▼

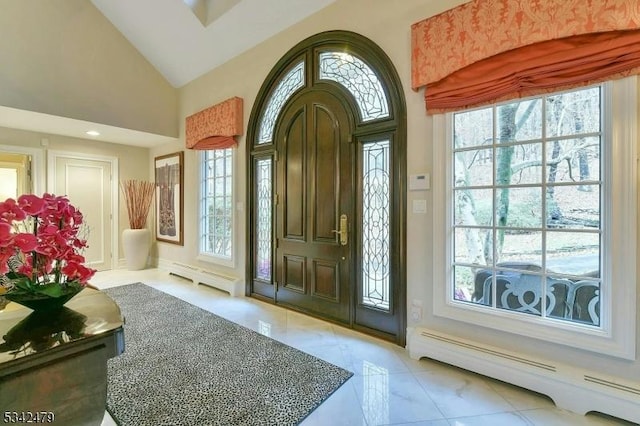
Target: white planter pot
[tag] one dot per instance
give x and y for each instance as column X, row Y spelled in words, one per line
column 136, row 244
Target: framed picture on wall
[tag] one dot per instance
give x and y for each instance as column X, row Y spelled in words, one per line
column 170, row 198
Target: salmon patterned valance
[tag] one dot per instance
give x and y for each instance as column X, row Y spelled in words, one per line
column 215, row 127
column 480, row 29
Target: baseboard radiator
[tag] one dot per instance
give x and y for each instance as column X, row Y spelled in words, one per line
column 571, row 388
column 233, row 286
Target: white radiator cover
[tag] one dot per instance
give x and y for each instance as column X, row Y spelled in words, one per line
column 234, row 286
column 571, row 388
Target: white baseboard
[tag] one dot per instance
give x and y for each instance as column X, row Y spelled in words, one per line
column 571, row 388
column 232, row 285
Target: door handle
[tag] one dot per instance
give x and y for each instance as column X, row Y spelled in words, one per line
column 342, row 232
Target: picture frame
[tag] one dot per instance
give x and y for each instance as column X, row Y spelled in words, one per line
column 169, row 180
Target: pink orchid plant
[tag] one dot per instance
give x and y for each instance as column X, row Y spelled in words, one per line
column 40, row 245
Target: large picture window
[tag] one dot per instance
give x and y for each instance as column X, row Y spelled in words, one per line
column 216, row 205
column 531, row 189
column 527, row 206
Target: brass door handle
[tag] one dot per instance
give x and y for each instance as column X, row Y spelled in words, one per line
column 342, row 232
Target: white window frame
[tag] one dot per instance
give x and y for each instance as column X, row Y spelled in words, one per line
column 617, row 333
column 211, row 257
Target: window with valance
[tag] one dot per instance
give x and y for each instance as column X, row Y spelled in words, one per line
column 490, row 50
column 525, row 97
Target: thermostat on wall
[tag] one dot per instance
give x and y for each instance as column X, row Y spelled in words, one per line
column 420, row 182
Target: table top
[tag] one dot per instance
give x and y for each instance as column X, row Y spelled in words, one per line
column 24, row 332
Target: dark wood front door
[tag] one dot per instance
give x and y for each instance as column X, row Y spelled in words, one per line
column 315, row 206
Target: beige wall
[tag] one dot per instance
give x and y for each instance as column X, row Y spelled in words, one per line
column 388, row 24
column 64, row 58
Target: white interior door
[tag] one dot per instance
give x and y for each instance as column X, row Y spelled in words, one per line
column 88, row 183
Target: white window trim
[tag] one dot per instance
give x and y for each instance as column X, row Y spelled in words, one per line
column 209, row 257
column 617, row 334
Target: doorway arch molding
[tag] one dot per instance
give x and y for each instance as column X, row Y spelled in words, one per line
column 370, row 91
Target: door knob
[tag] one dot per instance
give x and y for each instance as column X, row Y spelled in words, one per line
column 342, row 232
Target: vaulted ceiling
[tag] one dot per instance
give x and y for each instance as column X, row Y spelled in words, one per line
column 184, row 39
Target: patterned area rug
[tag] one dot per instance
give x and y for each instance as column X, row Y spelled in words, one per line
column 183, row 365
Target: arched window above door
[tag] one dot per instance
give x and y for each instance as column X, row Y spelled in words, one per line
column 290, row 82
column 359, row 79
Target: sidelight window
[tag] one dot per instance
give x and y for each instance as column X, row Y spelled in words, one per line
column 216, row 205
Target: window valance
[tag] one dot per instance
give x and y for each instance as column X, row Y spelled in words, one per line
column 482, row 30
column 216, row 126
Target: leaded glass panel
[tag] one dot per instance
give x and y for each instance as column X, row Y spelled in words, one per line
column 375, row 227
column 264, row 209
column 357, row 77
column 291, row 82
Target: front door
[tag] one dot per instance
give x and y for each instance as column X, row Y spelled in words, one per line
column 315, row 207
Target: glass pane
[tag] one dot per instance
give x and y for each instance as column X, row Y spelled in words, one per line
column 520, row 249
column 573, row 160
column 264, row 210
column 519, row 164
column 519, row 207
column 473, row 168
column 574, row 253
column 519, row 121
column 464, row 289
column 573, row 113
column 359, row 79
column 573, row 207
column 473, row 128
column 472, row 245
column 291, row 82
column 473, row 207
column 375, row 225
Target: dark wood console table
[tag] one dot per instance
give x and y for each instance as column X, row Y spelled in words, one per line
column 53, row 366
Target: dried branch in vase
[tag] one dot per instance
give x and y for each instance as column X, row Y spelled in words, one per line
column 138, row 196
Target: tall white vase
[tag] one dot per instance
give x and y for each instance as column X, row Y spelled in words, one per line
column 136, row 244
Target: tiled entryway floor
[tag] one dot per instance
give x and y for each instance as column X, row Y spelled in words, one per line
column 388, row 388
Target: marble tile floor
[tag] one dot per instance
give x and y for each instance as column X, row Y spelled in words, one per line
column 388, row 387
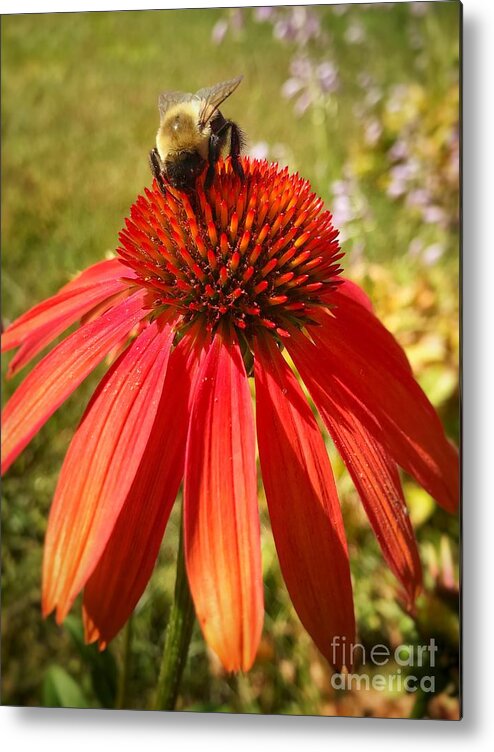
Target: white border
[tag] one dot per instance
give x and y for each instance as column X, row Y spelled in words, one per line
column 100, row 730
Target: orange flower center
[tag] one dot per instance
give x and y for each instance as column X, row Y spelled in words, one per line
column 259, row 251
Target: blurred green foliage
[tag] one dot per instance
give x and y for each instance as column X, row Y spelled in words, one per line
column 380, row 144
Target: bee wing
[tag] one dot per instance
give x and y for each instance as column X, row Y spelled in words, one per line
column 213, row 96
column 169, row 98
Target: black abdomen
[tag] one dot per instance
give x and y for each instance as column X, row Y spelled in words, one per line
column 183, row 169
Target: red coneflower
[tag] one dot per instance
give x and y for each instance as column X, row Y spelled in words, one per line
column 208, row 290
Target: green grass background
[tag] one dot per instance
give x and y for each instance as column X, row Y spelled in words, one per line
column 79, row 115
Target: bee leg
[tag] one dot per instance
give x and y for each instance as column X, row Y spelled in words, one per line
column 157, row 168
column 236, row 143
column 213, row 156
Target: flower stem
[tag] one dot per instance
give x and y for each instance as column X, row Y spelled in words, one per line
column 177, row 638
column 123, row 678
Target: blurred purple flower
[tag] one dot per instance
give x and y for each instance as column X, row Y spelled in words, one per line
column 264, row 13
column 373, row 131
column 327, row 76
column 433, row 253
column 309, row 81
column 433, row 215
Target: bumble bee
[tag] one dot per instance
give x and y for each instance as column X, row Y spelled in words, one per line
column 192, row 134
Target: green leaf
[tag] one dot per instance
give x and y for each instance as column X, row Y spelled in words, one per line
column 101, row 664
column 61, row 691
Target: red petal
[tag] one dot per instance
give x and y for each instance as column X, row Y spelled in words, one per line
column 42, row 336
column 101, row 464
column 60, row 373
column 123, row 571
column 377, row 482
column 100, row 272
column 303, row 505
column 222, row 533
column 62, row 309
column 354, row 350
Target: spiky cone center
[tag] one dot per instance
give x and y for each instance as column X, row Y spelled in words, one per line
column 258, row 251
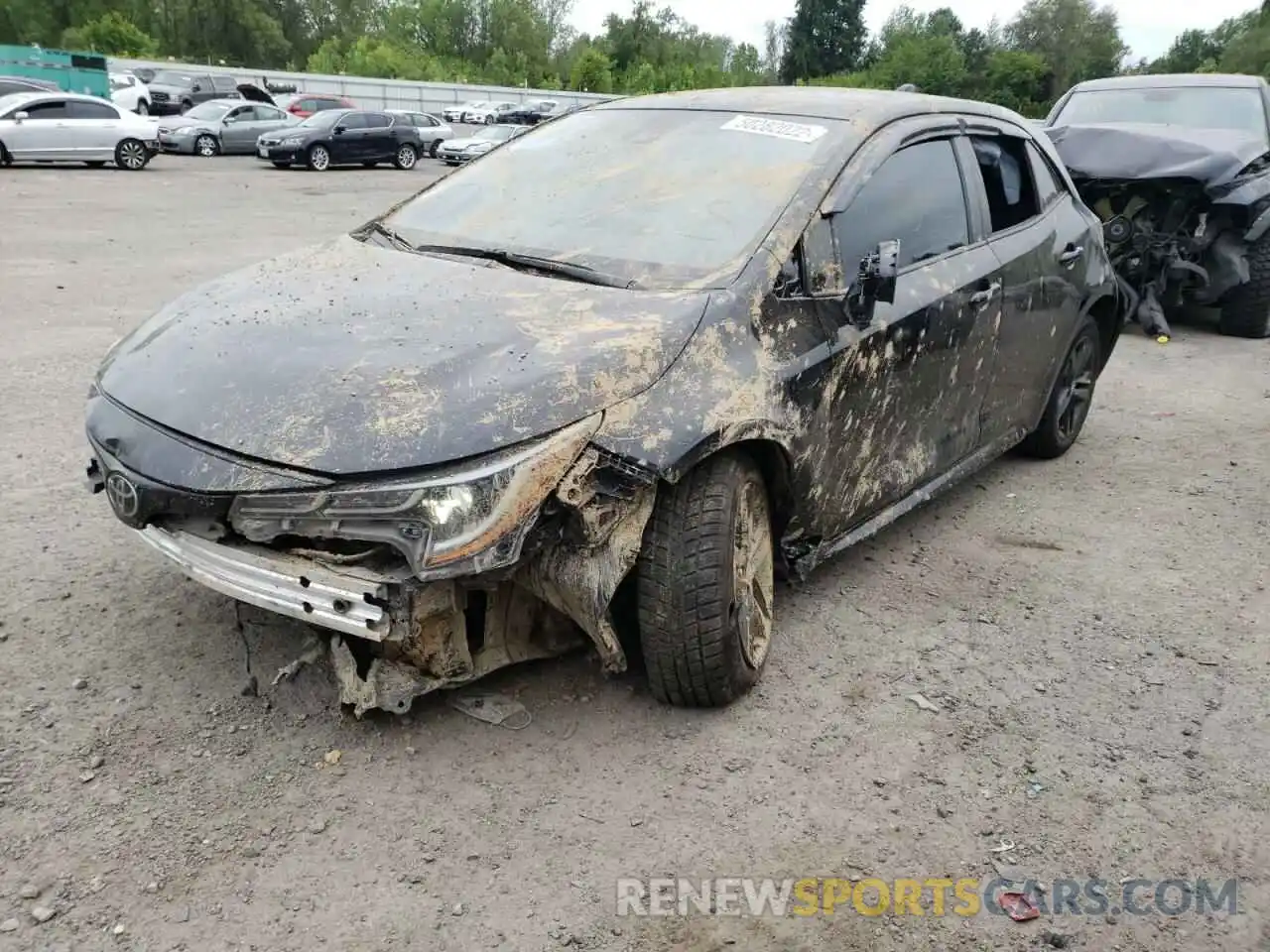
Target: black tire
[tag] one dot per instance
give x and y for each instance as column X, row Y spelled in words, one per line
column 1246, row 308
column 207, row 146
column 703, row 631
column 1070, row 402
column 407, row 158
column 131, row 155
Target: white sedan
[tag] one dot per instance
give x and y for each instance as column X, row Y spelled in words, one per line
column 130, row 93
column 68, row 127
column 488, row 114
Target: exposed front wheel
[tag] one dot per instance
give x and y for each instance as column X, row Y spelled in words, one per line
column 405, row 158
column 1071, row 399
column 206, row 146
column 131, row 155
column 706, row 584
column 1246, row 308
column 318, row 159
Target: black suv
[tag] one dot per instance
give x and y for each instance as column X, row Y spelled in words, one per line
column 345, row 137
column 530, row 113
column 173, row 91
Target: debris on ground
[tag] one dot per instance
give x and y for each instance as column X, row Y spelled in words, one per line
column 922, row 702
column 313, row 653
column 492, row 707
column 1017, row 906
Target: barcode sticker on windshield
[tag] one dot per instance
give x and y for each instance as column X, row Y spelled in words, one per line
column 793, row 131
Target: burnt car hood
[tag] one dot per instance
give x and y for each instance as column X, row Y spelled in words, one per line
column 1139, row 151
column 349, row 358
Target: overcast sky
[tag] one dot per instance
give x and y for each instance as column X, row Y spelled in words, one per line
column 1147, row 26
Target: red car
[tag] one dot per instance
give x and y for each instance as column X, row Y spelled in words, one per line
column 305, row 104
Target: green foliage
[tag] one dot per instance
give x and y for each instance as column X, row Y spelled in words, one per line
column 111, row 33
column 1024, row 63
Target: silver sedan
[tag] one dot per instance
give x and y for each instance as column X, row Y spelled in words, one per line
column 221, row 127
column 68, row 127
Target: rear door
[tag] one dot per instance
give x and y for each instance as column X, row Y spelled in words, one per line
column 919, row 376
column 1040, row 239
column 93, row 130
column 381, row 137
column 348, row 141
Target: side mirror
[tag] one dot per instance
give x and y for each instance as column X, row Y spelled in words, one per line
column 875, row 282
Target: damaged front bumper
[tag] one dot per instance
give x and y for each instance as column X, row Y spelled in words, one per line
column 398, row 633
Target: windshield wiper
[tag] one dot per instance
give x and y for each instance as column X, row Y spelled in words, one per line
column 522, row 262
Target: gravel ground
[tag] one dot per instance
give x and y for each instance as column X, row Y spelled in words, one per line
column 1092, row 633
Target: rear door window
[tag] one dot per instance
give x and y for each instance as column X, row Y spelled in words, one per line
column 46, row 111
column 81, row 109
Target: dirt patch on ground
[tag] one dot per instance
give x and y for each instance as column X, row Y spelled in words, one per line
column 1093, row 627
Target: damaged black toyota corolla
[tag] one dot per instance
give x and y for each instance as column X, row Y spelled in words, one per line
column 611, row 380
column 1179, row 171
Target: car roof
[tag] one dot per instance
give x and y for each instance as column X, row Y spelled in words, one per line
column 1175, row 80
column 13, row 98
column 871, row 107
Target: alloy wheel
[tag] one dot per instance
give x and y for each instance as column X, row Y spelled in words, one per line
column 1076, row 389
column 132, row 155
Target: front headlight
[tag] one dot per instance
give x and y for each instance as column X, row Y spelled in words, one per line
column 456, row 522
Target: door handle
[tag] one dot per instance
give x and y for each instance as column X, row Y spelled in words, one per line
column 983, row 298
column 1071, row 254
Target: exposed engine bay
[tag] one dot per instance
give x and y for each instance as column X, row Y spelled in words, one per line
column 1180, row 209
column 1167, row 245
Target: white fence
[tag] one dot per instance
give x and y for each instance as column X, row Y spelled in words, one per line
column 375, row 93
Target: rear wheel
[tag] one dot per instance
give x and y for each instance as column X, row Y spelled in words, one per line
column 405, row 158
column 131, row 155
column 1071, row 399
column 206, row 146
column 706, row 584
column 318, row 159
column 1246, row 308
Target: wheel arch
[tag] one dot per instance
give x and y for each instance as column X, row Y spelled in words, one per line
column 770, row 452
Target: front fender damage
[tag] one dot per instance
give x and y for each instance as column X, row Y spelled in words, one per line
column 448, row 634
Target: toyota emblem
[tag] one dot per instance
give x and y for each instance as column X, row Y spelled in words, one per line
column 122, row 495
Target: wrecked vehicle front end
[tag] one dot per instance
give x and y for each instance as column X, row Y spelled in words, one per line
column 420, row 584
column 1184, row 211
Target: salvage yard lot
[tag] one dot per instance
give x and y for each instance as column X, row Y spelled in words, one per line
column 1093, row 633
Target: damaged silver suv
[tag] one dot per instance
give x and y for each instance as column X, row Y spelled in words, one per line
column 610, row 382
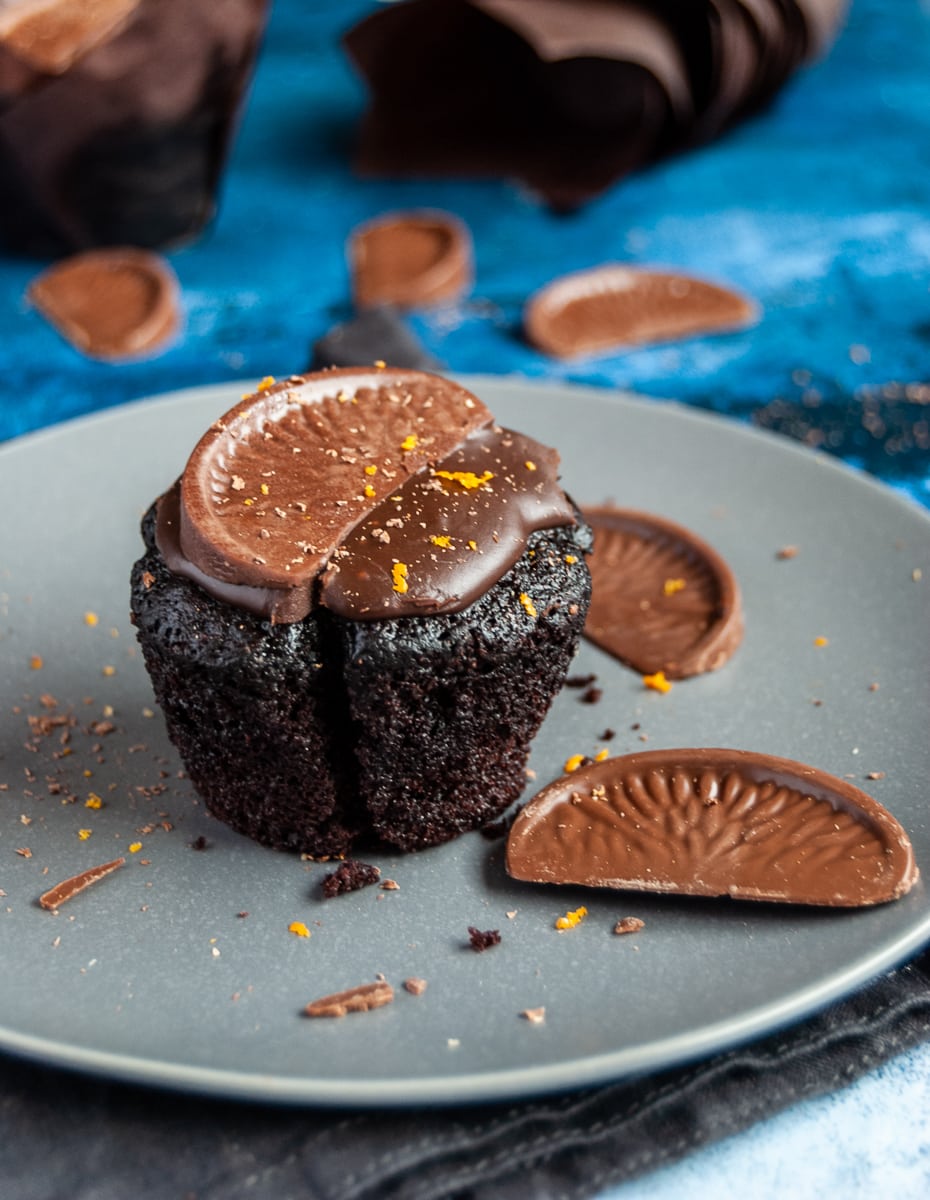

▲

▶ **Assignment**
Only lines go in the copy, not pictures. Transcribe exactly from the start of the listing through the line containing "Target: pink orchid plant".

▶ **Written answer**
Target: white planter pot
[tag] one dot per instance
give x and y for each instance as column X, row Y spelled in words, one per line
column 136, row 244
Target: framed picture on wall
[tag] one dot per instance
give x and y for each instance as column X, row Y spelled in words, one per line
column 170, row 198
Target: salmon patterned valance
[tag] one dot per instance
give x and y for each instance as column X, row Y spelled in words, one per line
column 215, row 127
column 480, row 29
Target: baseboard radiator
[tag] one dot per instance
give x and y for each instance as column X, row Y spelled in words, one per line
column 571, row 388
column 233, row 286
Target: white radiator cover
[tag] one dot per instance
give x and y for each instance as column X, row Y spelled in words, one per line
column 234, row 286
column 571, row 388
Target: white baseboard
[tag] one dot per instance
give x and y for each instance as column X, row Y spelled in words, one per line
column 571, row 388
column 232, row 285
Target: door handle
[tag] one dot per instance
give x and y for each instance as column X, row Y spelled in words, one per line
column 342, row 232
Target: picture frame
[tag] one dot per instance
give x and y for each instance as column X, row Y spelled in words, one per line
column 169, row 180
Target: pink orchid plant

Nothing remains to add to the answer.